--- start Records provided ---

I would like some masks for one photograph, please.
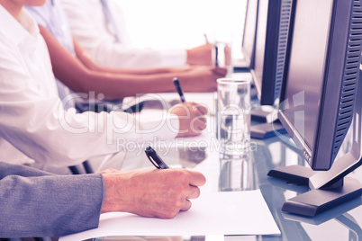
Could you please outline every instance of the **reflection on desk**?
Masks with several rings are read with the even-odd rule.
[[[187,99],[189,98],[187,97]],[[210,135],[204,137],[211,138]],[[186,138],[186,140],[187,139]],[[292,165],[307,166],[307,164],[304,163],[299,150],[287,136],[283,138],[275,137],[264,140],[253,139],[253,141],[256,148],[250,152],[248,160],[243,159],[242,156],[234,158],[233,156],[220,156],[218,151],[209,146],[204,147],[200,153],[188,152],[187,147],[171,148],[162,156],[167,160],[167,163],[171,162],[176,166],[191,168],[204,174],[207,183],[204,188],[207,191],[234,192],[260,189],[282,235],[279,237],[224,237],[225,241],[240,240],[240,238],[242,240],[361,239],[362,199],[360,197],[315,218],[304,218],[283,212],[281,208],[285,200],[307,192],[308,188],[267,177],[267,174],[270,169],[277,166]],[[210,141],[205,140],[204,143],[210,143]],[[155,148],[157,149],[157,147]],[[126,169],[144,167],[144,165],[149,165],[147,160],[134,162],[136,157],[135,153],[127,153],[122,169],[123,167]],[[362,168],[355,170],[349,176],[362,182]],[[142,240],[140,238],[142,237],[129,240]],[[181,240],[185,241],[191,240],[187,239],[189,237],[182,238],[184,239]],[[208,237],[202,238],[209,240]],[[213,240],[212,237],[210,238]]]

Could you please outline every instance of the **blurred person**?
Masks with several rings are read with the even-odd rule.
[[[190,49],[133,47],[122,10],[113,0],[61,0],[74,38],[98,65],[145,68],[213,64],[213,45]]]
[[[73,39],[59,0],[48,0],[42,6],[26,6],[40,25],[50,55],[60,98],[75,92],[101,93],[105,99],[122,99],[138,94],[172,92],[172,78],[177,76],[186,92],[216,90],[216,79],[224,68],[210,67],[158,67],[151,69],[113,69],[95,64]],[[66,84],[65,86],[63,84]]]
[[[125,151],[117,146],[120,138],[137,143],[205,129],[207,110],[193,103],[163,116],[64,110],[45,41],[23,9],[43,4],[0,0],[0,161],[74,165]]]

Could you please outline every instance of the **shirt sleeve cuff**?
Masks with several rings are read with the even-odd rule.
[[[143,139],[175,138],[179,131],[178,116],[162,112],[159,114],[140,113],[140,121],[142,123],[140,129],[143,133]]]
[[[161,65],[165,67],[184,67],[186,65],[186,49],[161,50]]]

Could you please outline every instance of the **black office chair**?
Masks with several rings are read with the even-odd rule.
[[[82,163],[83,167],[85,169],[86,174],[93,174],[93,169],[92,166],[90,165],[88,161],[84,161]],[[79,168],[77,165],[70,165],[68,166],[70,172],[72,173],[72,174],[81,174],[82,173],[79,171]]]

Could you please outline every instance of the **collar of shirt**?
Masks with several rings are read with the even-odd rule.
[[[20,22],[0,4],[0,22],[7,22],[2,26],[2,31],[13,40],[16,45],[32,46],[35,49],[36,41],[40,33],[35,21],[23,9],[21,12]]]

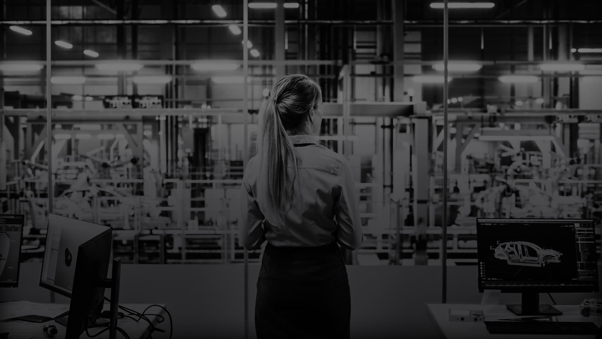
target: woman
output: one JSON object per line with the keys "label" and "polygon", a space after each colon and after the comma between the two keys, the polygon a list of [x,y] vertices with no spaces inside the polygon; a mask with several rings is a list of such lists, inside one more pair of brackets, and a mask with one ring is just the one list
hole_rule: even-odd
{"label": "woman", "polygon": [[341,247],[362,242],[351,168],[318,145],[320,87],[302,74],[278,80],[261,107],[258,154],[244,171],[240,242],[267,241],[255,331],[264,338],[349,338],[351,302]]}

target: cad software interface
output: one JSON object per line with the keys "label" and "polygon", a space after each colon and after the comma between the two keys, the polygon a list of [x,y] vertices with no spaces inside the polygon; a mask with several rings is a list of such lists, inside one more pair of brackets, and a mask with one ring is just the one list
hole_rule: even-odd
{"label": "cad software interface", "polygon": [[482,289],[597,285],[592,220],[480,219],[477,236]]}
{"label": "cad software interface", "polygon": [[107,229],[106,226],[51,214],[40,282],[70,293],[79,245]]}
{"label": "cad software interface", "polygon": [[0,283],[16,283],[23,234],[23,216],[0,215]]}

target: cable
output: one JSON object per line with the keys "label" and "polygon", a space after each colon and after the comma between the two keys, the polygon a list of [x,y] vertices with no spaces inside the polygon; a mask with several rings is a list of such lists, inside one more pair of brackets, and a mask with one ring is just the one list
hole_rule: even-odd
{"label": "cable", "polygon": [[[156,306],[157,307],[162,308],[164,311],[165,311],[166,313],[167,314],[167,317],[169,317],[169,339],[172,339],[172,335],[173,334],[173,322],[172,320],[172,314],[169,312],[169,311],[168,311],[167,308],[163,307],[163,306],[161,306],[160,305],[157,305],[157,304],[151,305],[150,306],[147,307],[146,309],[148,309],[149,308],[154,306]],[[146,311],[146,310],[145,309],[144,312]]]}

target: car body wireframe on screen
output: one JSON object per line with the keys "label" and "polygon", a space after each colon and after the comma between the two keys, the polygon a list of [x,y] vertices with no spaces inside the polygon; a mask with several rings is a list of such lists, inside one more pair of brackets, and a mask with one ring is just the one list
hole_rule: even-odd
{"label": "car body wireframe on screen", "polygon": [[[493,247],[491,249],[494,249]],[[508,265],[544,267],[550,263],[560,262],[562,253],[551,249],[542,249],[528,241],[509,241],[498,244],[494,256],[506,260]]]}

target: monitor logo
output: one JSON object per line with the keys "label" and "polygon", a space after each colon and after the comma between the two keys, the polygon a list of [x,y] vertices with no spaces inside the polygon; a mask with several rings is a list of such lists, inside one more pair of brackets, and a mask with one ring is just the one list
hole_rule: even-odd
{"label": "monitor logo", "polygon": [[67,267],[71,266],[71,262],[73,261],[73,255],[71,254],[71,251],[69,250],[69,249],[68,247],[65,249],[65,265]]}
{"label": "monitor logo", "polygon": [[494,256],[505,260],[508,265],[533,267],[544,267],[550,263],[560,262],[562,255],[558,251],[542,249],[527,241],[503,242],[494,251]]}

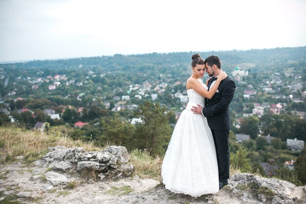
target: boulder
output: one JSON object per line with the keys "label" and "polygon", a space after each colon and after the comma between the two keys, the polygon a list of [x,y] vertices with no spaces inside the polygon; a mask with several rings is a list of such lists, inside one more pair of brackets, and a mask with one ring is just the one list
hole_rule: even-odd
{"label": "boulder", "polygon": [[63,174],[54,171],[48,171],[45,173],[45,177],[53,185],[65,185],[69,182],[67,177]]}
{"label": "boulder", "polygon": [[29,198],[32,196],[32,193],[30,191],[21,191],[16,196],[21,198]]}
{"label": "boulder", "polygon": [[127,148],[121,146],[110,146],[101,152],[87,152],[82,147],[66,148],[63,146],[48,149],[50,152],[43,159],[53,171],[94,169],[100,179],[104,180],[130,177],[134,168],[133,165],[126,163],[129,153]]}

--- end Records provided ---

## [The problem]
Without the pictures, write out the whole listing above exactly as it appears.

## [Written solution]
I would like some masks for one photograph, please.
Could you please outline every instance of the **reflection on desk**?
Masks with several rings are read with the even-odd rule.
[[[187,99],[189,98],[187,97]],[[210,135],[204,137],[211,138]],[[186,138],[186,140],[187,139]],[[292,165],[307,166],[307,164],[304,163],[299,150],[287,136],[283,138],[275,137],[264,140],[253,139],[253,141],[256,148],[250,152],[248,160],[243,159],[242,156],[234,158],[233,156],[220,156],[218,151],[209,146],[204,147],[200,153],[188,152],[187,147],[171,148],[162,156],[167,160],[167,163],[171,162],[176,166],[191,168],[204,174],[207,183],[204,188],[207,191],[234,192],[260,189],[282,235],[279,237],[224,237],[225,241],[240,240],[240,238],[242,240],[361,239],[362,199],[360,197],[315,218],[304,218],[283,212],[281,208],[285,200],[307,192],[308,188],[267,177],[267,174],[270,169],[277,166]],[[210,141],[205,140],[204,143],[210,143]],[[155,148],[157,149],[157,147]],[[126,169],[144,167],[144,165],[149,165],[147,160],[134,162],[136,157],[135,153],[127,153],[122,169],[123,167]],[[362,168],[355,170],[349,176],[362,182]],[[142,240],[140,238],[142,237],[129,240]],[[181,240],[185,241],[191,240],[187,239],[189,237],[182,238],[184,239]],[[208,237],[202,238],[209,240]],[[213,240],[212,237],[210,238]]]

Could you please outline every instance of the **blurred person**?
Masks with several rings are read with the even-odd rule.
[[[190,49],[133,47],[122,10],[113,0],[61,0],[74,38],[98,65],[145,68],[213,64],[213,45]]]
[[[73,39],[59,0],[48,0],[42,6],[26,6],[40,25],[50,55],[60,98],[75,92],[101,93],[105,99],[122,99],[138,94],[172,92],[172,78],[177,76],[186,92],[216,90],[216,79],[224,68],[210,67],[158,67],[151,69],[113,69],[95,64]],[[66,84],[65,86],[63,84]]]
[[[125,151],[117,146],[120,138],[137,143],[205,129],[207,110],[193,103],[163,116],[64,110],[45,41],[23,9],[43,4],[0,0],[0,161],[74,165]]]

Could you please outline every instance of the **shirt sleeve cuff**?
Masks with several rings are read with the even-odd rule.
[[[143,139],[175,138],[179,131],[178,116],[162,112],[159,114],[140,113],[140,121],[142,123],[140,129],[143,133]]]
[[[161,65],[165,67],[184,67],[186,65],[186,49],[161,50]]]

Could you please outline every instance of the **black office chair**?
Masks with several rings are read with the even-odd rule.
[[[82,163],[83,167],[85,169],[86,174],[93,174],[93,169],[92,166],[90,165],[88,161],[84,161]],[[79,168],[77,165],[70,165],[68,166],[70,172],[72,173],[72,174],[81,174],[82,173],[79,171]]]

Could you please outline every instance of the **collar of shirt**?
Masks with several rings are read with the even-odd rule.
[[[20,22],[0,4],[0,22],[7,22],[2,26],[2,31],[13,40],[16,45],[32,46],[35,49],[36,41],[40,33],[35,21],[23,9],[21,12]]]

target: woman
output: one JSON object per line with the keys "label" and "polygon", a space after each colon and after the comma between the two keys, the polygon a list of [x,y] vertices with no spaces inside the polygon; a mask with several rings is a list of such lists, inside one more pair of brackets, and a mask with one ring is just the one list
hole_rule: even-odd
{"label": "woman", "polygon": [[341,247],[362,242],[351,168],[318,145],[320,87],[302,74],[278,80],[261,107],[258,154],[244,171],[240,242],[267,241],[255,331],[264,338],[349,338],[351,302]]}

target: cad software interface
output: one JSON object per line with the keys "label" and "polygon", a space after each colon and after the comma between the two keys, the polygon a list of [x,y] vertices with no spaces inside the polygon; a mask with several rings is a list of such lists, inside one more pair of brackets, and a mask with one ring is just the one list
hole_rule: even-odd
{"label": "cad software interface", "polygon": [[482,289],[597,285],[592,220],[480,219],[477,236]]}
{"label": "cad software interface", "polygon": [[107,229],[106,226],[51,214],[40,282],[70,293],[79,245]]}
{"label": "cad software interface", "polygon": [[0,283],[16,283],[23,234],[23,216],[0,215]]}

target: cable
output: one JSON object per line with the keys "label" and "polygon", a space after each colon and after the comma between the two keys, the polygon a list of [x,y] vertices with no spaces inside the polygon; a mask with several rings is a list of such lists, inside one more pair of brackets, and a mask with one ring is just the one list
hole_rule: even-odd
{"label": "cable", "polygon": [[[156,306],[157,307],[162,308],[164,311],[165,311],[166,313],[167,314],[167,317],[169,317],[169,339],[172,339],[172,335],[173,334],[173,322],[172,320],[172,314],[169,312],[169,311],[168,311],[167,308],[163,307],[163,306],[161,306],[160,305],[157,305],[157,304],[151,305],[150,306],[147,307],[146,309],[148,309],[149,308],[154,306]],[[146,311],[146,310],[145,309],[144,312]]]}

target: car body wireframe on screen
output: one JSON object per line with the keys "label" and "polygon", a space after each colon and after the comma between the two keys, the polygon a list of [x,y] vertices with no spaces inside the polygon; a mask with several rings is a list of such lists, inside one more pair of brackets, and a mask with one ring is just the one list
hole_rule: even-odd
{"label": "car body wireframe on screen", "polygon": [[[493,247],[491,249],[494,249]],[[508,265],[544,267],[550,263],[560,262],[562,253],[551,249],[542,249],[528,241],[509,241],[498,244],[494,256],[506,260]]]}

target: monitor logo
output: one JSON object per line with the keys "label" and "polygon", a space after each colon and after the comma between the two keys, the polygon a list of [x,y] vertices with no spaces inside the polygon; a mask with several rings is a list of such lists, inside one more pair of brackets, and a mask with one ring is just the one list
hole_rule: even-odd
{"label": "monitor logo", "polygon": [[67,267],[71,266],[71,262],[73,261],[73,255],[71,254],[71,251],[69,250],[69,249],[68,247],[65,249],[65,265]]}
{"label": "monitor logo", "polygon": [[494,256],[505,260],[508,265],[533,267],[544,267],[550,263],[560,262],[562,255],[558,251],[542,249],[527,241],[503,242],[494,251]]}

target: boulder
output: one JSON object per line with the keys "label" and "polygon", a space after each colon and after the comma between the two keys, the polygon a list of [x,y] vertices with no spaces inside the polygon; a mask with several rings is a list of such lists, inside one more pair of brackets, and a mask with one ring is just the one list
hole_rule: even-odd
{"label": "boulder", "polygon": [[63,174],[54,171],[48,171],[45,173],[45,177],[53,185],[65,185],[69,182],[67,177]]}
{"label": "boulder", "polygon": [[29,198],[32,196],[32,193],[30,191],[21,191],[16,196],[21,198]]}
{"label": "boulder", "polygon": [[127,148],[121,146],[110,146],[101,152],[87,152],[82,147],[66,148],[63,146],[48,149],[50,152],[43,159],[53,171],[94,169],[100,179],[104,180],[130,177],[134,168],[133,165],[126,163],[129,153]]}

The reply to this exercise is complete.